[Rows from a data source]
····················
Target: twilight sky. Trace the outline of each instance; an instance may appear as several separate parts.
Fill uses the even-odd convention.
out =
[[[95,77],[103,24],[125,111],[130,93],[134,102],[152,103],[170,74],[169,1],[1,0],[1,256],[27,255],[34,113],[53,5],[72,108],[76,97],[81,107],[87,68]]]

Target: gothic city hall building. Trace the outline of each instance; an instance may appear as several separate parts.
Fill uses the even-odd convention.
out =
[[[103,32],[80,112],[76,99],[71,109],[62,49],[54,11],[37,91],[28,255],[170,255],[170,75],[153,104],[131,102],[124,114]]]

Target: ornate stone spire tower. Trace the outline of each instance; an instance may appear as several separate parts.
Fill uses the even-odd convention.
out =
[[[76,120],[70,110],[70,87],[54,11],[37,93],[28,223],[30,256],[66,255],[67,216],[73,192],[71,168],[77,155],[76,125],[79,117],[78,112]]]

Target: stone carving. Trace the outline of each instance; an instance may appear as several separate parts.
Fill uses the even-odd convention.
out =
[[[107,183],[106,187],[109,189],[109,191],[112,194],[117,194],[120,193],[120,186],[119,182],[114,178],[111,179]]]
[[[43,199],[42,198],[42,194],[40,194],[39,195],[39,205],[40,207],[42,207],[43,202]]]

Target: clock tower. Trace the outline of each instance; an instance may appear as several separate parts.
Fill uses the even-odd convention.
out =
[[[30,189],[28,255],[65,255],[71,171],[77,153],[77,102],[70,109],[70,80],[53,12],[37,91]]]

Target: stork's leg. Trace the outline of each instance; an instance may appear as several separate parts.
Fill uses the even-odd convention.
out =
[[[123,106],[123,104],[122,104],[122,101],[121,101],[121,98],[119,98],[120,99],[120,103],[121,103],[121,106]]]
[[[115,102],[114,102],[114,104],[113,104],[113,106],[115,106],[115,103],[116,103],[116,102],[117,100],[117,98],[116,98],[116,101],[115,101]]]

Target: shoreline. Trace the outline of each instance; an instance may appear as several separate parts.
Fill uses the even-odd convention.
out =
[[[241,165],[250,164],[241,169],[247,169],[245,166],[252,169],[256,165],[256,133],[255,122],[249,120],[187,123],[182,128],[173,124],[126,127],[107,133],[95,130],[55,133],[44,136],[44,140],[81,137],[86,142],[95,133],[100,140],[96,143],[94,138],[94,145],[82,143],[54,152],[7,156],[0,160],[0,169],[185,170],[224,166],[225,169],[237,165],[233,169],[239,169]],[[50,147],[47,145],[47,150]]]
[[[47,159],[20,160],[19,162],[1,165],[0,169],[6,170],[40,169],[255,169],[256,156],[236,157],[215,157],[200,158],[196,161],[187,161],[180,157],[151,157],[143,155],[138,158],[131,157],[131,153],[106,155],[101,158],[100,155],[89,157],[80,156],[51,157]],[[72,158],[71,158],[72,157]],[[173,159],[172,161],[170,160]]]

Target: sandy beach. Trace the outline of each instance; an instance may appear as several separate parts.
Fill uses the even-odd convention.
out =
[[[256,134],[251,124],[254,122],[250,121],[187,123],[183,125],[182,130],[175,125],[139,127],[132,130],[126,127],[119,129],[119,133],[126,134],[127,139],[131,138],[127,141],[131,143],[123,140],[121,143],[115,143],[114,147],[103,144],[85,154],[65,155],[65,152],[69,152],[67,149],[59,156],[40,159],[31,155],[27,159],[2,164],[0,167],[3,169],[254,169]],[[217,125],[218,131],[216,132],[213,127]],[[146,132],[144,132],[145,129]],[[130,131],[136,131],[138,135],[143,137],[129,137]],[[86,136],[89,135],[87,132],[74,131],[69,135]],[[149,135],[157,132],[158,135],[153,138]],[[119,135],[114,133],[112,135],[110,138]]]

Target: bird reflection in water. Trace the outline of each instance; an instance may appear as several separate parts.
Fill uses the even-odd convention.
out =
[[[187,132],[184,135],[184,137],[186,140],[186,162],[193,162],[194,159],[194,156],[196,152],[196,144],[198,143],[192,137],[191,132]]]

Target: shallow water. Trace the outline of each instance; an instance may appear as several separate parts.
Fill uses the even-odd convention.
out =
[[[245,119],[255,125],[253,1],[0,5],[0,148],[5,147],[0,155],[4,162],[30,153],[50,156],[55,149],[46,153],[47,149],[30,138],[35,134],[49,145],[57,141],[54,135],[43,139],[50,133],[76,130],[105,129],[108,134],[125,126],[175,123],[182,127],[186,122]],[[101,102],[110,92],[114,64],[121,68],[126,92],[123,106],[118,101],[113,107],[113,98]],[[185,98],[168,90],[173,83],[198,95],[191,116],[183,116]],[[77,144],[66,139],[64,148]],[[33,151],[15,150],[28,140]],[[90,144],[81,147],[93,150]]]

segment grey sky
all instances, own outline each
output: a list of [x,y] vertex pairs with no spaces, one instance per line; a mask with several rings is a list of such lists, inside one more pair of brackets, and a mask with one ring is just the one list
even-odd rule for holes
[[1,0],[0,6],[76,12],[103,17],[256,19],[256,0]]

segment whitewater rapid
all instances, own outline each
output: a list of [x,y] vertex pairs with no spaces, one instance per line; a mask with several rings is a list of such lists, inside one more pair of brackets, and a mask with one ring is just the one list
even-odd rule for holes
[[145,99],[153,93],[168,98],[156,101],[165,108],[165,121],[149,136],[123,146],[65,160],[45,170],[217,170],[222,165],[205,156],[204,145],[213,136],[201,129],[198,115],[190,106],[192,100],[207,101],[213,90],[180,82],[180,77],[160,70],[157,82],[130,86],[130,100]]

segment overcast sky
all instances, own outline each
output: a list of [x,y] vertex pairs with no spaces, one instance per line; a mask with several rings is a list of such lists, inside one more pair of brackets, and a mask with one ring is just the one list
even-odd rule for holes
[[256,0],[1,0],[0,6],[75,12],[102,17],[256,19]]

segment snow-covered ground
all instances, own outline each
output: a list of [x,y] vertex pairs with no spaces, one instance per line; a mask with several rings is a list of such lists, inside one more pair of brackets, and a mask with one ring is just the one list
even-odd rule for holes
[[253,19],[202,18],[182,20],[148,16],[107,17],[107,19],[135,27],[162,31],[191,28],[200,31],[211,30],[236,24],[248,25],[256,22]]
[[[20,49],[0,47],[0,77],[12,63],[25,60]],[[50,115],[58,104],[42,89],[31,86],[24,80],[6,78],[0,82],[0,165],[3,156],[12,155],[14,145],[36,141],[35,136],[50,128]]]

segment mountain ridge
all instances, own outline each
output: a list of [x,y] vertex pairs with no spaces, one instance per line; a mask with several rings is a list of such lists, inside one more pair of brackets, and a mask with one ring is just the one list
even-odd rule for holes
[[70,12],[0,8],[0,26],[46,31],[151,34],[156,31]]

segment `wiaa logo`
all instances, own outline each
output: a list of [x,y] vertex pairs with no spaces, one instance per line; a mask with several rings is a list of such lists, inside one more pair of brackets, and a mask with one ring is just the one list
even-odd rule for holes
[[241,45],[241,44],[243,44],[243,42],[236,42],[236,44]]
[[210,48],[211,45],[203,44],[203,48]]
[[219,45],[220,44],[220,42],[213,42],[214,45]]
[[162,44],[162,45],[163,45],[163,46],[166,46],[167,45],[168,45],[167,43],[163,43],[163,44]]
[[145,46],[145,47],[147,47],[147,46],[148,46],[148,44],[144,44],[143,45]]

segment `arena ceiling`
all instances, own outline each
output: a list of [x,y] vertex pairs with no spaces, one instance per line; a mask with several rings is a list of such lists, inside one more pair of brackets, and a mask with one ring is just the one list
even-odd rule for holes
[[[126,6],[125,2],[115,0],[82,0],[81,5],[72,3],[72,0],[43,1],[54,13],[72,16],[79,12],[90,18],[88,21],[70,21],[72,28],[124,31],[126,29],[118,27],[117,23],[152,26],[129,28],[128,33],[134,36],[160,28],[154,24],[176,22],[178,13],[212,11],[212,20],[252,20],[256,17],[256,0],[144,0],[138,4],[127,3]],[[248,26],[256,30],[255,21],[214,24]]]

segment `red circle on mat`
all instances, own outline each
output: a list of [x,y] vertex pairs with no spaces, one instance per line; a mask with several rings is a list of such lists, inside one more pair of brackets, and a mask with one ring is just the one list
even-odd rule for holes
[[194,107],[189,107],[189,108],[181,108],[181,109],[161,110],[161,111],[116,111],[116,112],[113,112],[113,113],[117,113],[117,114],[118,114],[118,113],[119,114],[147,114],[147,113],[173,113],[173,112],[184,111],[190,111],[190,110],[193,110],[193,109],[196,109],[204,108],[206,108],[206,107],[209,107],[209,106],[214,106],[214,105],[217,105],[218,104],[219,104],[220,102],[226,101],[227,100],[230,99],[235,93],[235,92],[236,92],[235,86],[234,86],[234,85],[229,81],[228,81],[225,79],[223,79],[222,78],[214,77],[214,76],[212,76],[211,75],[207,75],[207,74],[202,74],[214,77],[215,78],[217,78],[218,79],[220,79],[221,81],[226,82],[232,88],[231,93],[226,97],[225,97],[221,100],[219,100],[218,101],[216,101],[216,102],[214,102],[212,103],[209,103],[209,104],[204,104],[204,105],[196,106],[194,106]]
····················
Gather each line in the rows above that contains the word "Trace", treating uppercase and lowercase letters as different.

Target: twilight sky. Trace the outline of each instance; an instance may appear as several separate parts.
Target: gothic city hall building. Trace the outline of each instance; an instance may appear as several separate parts.
Target: ornate stone spire tower. Trace the outline of each instance; an instance may appear as several separate parts.
Target: stone carving. Trace the outline of each instance; an instance may appear as several separate parts.
Target: clock tower. Trace the outline of each instance; an instance may appear as several separate parts.
Target: stork's leg. Trace the outline of each instance; an instance may appear as several separate parts.
Target: shoreline. Trace the outline of each instance; an instance may appear as several separate parts.
Target: sandy beach. Trace the outline of each instance; an instance may appear as several separate parts.
Target: bird reflection in water. Trace the outline of each instance; an instance may appear as several separate parts.
Target: shallow water. Trace the outline of each instance; an instance may appear as several separate parts.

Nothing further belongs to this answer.